*LISTED RECORDS*.

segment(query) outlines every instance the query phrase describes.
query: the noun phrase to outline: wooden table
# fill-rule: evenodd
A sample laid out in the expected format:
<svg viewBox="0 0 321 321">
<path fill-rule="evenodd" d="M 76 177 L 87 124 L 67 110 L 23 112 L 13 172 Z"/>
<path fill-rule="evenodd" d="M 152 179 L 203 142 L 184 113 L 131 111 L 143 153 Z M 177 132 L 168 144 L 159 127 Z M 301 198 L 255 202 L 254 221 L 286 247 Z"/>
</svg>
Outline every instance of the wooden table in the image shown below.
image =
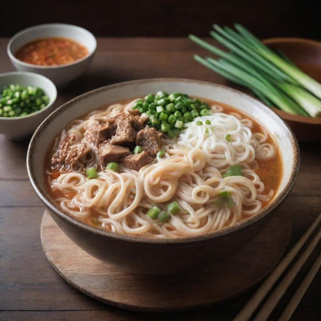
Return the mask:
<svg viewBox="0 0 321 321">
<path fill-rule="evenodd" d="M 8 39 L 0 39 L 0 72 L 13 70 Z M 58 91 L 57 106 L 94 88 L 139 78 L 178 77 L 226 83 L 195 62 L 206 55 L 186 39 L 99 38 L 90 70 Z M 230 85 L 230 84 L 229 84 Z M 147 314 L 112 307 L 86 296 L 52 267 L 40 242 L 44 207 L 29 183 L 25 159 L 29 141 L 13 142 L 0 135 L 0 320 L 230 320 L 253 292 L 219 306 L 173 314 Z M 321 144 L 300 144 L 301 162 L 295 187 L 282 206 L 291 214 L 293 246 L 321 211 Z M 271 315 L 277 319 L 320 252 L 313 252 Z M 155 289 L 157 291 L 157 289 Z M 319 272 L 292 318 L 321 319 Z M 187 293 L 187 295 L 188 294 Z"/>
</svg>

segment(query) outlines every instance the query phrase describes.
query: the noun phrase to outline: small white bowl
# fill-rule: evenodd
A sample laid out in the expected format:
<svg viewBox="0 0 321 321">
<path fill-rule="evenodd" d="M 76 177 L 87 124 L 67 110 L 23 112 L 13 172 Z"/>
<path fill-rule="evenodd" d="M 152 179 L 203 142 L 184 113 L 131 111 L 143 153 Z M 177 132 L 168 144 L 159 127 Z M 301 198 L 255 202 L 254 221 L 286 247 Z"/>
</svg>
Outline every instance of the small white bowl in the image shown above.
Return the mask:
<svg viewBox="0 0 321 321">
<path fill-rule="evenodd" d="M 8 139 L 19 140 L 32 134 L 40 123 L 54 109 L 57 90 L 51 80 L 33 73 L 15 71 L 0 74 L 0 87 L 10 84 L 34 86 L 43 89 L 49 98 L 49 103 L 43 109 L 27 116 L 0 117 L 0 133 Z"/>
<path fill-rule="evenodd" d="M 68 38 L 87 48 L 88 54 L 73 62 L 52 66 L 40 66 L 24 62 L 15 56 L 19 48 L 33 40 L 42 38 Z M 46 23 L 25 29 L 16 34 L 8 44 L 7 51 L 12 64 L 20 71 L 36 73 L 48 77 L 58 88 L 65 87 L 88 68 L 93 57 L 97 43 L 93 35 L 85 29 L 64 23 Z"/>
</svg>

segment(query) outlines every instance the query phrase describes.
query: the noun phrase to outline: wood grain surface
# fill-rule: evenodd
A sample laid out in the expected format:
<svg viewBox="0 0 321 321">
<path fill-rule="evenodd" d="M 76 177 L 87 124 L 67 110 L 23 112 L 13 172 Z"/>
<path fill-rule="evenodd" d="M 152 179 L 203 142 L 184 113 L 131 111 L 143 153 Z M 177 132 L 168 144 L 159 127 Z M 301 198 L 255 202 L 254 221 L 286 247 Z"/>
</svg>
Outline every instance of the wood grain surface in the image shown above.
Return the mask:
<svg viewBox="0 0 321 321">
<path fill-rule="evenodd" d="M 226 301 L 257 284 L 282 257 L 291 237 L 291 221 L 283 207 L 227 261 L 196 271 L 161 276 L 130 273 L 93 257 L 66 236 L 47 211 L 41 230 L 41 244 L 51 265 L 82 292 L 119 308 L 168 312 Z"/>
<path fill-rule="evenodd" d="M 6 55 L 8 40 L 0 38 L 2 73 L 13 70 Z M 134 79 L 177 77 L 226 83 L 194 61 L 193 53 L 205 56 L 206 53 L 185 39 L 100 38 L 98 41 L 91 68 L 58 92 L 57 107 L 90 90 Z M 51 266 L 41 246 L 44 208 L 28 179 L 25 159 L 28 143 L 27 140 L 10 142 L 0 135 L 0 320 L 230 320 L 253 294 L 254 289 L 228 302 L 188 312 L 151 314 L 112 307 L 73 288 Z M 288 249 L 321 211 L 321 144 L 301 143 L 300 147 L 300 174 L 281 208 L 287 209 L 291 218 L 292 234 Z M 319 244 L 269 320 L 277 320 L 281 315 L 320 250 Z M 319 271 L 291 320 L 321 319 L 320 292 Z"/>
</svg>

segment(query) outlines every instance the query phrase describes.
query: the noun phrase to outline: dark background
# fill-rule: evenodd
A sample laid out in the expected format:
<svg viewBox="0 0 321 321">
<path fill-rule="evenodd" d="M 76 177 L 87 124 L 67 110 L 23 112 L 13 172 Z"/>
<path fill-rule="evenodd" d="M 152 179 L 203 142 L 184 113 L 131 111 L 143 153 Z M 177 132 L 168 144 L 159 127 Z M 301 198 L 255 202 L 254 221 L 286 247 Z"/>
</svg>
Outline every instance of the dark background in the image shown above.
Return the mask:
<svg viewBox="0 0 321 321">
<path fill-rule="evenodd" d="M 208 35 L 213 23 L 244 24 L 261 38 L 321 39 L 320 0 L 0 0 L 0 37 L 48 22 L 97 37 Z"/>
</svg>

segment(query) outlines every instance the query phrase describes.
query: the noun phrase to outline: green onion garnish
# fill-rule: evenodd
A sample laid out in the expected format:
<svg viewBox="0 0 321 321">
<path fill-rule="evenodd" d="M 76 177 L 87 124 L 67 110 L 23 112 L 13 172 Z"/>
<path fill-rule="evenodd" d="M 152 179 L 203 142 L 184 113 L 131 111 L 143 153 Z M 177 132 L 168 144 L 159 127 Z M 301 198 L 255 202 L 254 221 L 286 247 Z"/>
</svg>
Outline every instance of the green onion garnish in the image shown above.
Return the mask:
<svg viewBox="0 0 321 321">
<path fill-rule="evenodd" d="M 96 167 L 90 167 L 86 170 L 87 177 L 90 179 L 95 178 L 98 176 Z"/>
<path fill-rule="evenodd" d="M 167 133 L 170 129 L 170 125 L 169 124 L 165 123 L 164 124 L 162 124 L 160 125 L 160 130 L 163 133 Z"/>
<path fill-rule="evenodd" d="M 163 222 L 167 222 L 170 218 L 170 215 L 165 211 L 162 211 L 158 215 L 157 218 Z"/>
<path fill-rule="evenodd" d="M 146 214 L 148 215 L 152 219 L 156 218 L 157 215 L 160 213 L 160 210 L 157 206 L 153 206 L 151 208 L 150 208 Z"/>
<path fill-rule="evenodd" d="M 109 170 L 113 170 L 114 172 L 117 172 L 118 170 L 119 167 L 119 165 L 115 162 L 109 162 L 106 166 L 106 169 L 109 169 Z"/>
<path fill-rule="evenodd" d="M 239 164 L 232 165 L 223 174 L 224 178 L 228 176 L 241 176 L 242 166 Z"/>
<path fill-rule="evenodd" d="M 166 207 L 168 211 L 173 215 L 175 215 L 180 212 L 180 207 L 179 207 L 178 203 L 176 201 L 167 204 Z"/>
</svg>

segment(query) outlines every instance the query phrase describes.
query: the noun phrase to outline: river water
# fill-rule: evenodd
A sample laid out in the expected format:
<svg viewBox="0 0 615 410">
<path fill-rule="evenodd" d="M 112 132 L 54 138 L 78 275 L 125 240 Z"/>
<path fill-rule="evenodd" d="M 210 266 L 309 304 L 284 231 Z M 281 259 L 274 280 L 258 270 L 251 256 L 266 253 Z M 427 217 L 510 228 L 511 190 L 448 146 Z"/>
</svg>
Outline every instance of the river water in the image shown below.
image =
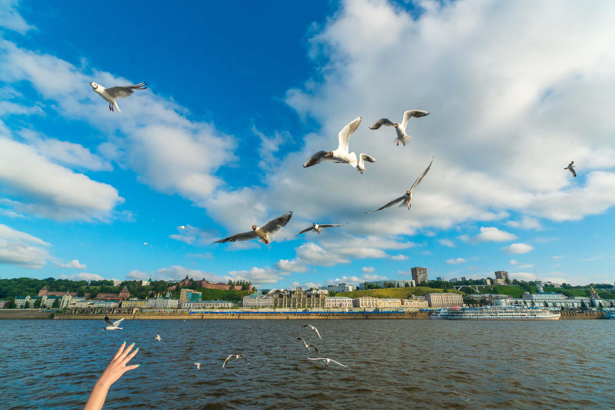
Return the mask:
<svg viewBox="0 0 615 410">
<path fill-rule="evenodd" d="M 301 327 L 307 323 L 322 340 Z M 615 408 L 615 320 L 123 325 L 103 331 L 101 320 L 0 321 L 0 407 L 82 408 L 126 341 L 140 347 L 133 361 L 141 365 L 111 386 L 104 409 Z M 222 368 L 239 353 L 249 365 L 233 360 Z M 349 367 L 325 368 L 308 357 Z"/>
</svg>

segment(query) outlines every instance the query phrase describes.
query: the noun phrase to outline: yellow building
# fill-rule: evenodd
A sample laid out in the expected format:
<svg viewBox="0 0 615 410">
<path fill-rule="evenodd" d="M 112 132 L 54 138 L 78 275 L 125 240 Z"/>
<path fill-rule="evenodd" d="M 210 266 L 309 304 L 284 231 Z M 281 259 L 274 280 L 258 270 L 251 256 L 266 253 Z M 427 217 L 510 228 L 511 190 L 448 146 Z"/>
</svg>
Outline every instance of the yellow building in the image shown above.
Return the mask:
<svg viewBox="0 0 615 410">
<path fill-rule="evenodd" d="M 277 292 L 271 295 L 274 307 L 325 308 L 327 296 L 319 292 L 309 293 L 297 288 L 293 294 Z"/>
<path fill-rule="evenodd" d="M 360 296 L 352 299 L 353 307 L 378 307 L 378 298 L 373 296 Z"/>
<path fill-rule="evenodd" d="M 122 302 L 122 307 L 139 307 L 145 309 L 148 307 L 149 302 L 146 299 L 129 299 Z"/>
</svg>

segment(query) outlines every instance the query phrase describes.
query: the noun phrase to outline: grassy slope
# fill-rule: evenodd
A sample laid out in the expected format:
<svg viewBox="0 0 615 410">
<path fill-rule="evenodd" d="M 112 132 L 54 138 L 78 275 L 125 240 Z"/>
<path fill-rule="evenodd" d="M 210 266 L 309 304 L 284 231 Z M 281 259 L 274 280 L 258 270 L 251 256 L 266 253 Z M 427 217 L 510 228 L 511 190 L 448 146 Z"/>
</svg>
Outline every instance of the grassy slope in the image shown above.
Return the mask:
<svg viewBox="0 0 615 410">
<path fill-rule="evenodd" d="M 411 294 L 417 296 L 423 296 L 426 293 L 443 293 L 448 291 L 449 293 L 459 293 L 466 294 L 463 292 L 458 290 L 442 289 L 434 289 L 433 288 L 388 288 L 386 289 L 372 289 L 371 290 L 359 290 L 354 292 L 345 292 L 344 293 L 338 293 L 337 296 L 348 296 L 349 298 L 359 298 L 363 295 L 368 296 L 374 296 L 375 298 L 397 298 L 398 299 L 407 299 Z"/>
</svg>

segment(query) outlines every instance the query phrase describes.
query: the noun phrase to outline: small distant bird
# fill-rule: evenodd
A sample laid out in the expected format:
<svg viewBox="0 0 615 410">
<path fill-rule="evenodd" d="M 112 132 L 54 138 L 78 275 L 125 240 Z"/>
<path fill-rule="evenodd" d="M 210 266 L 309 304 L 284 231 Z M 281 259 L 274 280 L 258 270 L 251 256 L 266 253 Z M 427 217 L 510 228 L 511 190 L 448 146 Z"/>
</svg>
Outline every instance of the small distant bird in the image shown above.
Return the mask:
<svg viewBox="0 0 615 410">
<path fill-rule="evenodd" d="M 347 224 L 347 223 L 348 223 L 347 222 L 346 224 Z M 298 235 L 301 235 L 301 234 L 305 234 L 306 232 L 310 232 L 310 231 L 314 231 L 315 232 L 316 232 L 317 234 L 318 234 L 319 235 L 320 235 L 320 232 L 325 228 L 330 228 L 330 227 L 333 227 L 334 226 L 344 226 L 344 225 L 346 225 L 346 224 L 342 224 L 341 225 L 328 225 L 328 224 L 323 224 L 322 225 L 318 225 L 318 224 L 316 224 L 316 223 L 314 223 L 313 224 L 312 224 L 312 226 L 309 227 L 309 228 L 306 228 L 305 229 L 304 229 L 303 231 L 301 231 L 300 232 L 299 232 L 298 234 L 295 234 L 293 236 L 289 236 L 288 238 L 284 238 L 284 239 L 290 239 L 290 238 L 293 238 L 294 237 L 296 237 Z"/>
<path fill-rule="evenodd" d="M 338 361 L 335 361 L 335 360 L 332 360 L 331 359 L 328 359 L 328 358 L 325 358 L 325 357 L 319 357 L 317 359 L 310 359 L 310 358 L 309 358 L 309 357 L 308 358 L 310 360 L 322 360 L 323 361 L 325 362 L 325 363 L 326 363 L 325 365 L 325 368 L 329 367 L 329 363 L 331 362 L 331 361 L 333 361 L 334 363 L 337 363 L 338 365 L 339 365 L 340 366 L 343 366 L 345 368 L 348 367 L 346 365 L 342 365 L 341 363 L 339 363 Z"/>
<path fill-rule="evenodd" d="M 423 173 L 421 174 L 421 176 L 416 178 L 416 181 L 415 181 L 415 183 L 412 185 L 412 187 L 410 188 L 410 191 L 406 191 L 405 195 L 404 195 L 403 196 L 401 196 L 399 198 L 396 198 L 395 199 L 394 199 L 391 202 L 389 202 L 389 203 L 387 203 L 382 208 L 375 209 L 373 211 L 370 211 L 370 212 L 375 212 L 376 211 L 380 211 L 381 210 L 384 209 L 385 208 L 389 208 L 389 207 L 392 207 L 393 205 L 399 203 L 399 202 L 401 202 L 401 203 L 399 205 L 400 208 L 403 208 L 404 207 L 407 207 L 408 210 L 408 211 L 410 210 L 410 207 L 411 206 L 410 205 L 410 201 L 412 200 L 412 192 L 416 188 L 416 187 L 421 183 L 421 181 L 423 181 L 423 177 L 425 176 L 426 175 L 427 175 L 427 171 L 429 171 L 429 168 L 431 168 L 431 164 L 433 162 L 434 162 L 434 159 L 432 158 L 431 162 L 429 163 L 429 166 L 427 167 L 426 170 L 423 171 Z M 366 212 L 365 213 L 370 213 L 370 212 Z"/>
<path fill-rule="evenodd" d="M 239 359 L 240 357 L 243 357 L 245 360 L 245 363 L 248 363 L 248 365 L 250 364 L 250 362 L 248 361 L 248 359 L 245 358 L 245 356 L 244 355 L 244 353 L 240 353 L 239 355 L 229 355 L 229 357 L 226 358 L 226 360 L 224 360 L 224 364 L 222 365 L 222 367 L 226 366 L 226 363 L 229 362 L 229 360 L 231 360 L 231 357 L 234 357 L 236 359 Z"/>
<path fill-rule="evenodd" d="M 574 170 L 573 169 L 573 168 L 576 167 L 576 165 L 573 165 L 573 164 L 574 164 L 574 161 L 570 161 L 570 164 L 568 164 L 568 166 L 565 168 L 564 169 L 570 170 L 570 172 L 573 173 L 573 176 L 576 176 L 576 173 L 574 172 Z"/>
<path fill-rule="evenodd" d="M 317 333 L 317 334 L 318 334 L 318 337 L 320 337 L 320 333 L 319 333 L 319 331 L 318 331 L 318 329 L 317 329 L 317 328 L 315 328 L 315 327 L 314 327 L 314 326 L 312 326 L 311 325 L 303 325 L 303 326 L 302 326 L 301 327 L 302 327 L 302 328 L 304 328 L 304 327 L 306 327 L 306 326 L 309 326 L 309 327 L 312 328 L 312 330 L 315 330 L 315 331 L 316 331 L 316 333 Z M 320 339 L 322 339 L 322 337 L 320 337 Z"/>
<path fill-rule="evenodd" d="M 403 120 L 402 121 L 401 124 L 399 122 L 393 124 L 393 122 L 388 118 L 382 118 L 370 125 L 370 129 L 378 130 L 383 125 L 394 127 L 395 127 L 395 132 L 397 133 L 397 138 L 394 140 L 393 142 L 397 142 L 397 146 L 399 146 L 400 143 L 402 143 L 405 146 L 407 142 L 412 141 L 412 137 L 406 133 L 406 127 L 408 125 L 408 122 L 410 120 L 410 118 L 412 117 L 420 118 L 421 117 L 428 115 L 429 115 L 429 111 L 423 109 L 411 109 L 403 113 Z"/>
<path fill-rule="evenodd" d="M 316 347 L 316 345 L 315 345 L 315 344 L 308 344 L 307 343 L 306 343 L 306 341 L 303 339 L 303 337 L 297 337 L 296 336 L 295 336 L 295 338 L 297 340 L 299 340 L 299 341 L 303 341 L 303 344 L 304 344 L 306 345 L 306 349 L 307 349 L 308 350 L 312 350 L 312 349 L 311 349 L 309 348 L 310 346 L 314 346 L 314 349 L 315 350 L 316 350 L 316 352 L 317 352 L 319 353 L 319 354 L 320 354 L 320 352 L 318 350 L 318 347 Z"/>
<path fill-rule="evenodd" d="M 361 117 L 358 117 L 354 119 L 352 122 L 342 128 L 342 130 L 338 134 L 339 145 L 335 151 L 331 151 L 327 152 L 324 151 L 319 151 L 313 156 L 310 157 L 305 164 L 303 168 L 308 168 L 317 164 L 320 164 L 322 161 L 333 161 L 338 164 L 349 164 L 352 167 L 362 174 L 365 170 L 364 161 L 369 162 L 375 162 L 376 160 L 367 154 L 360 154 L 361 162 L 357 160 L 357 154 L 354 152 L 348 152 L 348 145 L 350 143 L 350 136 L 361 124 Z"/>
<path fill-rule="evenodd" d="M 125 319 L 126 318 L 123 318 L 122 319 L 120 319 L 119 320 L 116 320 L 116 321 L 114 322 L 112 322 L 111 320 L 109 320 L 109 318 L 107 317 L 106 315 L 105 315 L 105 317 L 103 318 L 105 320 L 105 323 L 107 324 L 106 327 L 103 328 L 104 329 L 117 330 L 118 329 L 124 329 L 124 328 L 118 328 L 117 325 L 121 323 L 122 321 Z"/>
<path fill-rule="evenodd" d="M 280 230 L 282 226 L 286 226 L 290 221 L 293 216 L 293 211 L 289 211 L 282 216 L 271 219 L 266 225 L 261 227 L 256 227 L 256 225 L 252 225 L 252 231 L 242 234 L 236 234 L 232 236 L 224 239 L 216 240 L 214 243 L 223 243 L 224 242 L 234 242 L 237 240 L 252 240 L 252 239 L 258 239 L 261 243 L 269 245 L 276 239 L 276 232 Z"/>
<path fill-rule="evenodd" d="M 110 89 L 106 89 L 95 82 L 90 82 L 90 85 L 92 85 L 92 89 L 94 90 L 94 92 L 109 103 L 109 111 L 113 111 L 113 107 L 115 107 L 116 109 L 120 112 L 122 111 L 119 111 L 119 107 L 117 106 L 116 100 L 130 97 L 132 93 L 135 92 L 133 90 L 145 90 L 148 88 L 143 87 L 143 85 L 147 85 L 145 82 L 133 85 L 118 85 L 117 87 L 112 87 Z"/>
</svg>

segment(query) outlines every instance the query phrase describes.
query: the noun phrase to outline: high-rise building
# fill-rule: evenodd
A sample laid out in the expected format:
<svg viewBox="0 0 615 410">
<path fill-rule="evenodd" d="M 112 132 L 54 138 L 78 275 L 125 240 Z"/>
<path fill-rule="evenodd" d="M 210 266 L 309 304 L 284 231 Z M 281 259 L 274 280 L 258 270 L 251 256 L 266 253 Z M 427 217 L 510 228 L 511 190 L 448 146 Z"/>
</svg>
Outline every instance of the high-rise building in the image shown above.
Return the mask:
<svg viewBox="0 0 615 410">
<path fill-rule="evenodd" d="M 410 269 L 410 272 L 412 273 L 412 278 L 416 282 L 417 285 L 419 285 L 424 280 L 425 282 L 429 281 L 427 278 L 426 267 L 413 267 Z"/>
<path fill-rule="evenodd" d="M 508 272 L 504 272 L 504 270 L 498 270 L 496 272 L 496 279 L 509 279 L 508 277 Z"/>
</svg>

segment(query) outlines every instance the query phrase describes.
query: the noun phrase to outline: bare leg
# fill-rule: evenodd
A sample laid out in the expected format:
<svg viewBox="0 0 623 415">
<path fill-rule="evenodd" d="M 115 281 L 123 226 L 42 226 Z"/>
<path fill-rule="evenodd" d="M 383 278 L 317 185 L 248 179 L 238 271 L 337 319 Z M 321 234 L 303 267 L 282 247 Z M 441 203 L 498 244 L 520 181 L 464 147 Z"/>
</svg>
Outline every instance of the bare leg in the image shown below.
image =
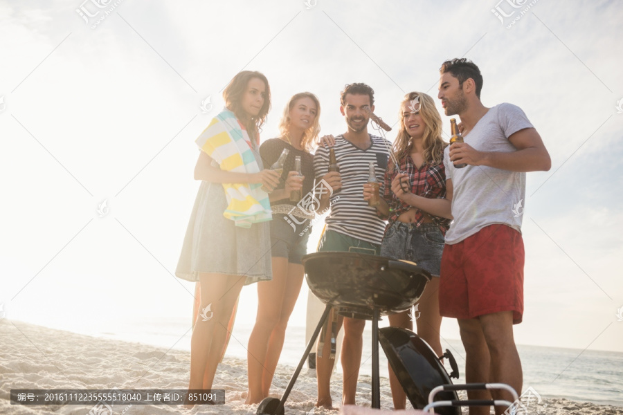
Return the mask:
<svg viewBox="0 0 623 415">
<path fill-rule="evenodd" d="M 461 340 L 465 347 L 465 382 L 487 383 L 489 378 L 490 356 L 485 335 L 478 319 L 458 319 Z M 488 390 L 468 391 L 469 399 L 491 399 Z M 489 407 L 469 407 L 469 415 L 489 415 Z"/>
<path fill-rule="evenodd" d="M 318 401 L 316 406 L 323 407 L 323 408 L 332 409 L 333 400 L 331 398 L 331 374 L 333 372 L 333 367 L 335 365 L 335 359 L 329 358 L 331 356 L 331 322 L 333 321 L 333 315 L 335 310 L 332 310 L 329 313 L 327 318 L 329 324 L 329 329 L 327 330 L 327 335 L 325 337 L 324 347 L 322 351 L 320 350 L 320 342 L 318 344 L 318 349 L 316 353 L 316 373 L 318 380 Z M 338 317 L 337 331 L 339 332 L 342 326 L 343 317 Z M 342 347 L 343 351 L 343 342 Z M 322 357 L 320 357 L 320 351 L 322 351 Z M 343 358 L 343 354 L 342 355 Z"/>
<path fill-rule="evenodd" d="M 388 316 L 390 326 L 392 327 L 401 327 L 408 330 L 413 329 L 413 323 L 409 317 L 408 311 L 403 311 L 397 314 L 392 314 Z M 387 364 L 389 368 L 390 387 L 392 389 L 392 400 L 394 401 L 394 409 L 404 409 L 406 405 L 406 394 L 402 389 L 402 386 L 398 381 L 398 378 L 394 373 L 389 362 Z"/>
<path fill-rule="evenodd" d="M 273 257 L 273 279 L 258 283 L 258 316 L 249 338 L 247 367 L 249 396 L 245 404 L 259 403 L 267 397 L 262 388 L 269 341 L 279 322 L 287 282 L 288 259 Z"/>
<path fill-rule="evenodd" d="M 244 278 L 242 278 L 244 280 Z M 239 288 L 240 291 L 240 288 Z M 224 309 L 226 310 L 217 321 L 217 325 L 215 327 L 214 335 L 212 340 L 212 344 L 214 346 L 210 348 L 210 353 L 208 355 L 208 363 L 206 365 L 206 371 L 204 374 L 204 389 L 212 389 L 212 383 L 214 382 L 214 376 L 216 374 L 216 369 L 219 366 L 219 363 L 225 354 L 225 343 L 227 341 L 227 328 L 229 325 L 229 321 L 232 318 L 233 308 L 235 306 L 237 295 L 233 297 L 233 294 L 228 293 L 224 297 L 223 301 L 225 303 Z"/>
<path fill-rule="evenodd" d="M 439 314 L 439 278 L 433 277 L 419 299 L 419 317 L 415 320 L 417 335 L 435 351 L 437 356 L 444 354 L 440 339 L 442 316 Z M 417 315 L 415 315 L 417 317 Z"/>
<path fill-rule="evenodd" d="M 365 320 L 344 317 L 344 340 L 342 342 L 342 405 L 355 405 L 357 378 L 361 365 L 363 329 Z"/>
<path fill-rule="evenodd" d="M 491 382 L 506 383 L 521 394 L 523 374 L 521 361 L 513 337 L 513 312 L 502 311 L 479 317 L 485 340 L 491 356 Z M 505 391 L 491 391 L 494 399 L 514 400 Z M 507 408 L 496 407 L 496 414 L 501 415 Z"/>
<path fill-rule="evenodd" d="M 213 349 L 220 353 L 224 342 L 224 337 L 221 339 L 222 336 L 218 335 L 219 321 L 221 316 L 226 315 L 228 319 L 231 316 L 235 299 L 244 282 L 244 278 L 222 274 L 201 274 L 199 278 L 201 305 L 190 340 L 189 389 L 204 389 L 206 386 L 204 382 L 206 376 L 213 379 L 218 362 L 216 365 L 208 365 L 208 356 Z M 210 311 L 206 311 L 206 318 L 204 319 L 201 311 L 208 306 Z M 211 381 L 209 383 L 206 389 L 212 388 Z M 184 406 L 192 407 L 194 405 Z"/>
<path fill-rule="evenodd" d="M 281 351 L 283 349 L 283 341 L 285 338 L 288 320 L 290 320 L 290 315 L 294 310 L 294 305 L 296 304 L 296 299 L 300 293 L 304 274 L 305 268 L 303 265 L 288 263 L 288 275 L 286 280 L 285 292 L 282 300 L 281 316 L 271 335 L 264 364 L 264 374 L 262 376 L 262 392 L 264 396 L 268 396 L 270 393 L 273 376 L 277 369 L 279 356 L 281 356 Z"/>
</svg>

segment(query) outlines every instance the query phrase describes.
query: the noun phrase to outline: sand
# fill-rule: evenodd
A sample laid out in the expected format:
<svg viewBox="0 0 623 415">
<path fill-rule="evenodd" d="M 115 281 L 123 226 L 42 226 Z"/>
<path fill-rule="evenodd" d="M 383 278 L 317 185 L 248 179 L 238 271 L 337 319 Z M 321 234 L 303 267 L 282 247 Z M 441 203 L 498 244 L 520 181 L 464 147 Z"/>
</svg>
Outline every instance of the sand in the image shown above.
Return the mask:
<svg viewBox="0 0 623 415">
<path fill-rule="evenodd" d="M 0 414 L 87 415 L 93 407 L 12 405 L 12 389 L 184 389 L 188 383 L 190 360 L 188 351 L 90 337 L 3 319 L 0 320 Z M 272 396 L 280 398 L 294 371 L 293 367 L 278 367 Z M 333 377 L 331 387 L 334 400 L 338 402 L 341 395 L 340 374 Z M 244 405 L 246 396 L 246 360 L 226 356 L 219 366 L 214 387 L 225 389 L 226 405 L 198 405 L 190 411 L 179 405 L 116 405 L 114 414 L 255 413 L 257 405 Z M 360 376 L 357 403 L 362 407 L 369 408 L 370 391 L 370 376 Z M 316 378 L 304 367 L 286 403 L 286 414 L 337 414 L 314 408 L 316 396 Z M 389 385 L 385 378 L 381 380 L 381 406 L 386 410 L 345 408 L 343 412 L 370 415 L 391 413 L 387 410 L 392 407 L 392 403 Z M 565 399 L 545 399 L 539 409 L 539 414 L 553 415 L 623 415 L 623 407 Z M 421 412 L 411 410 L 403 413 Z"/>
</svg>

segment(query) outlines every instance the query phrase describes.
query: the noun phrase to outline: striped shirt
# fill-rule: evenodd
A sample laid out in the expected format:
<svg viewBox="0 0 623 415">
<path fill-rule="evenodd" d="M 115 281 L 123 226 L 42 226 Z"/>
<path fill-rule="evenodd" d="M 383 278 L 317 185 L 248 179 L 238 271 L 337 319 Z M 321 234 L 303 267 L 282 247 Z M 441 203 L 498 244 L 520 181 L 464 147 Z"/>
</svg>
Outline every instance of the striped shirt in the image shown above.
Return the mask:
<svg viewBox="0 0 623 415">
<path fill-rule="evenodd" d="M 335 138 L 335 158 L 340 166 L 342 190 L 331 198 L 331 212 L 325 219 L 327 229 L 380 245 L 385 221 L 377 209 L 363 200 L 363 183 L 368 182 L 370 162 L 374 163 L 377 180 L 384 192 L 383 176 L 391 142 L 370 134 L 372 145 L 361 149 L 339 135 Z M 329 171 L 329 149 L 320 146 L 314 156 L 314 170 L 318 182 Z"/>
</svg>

*EXERCISE GOAL*. Find every line in the material above that contains the string "grain", and copy each of those lines in full. Case counts.

*RESULT*.
query: the noun phrase to outline: wood grain surface
Outline every instance of the wood grain surface in the image shown above.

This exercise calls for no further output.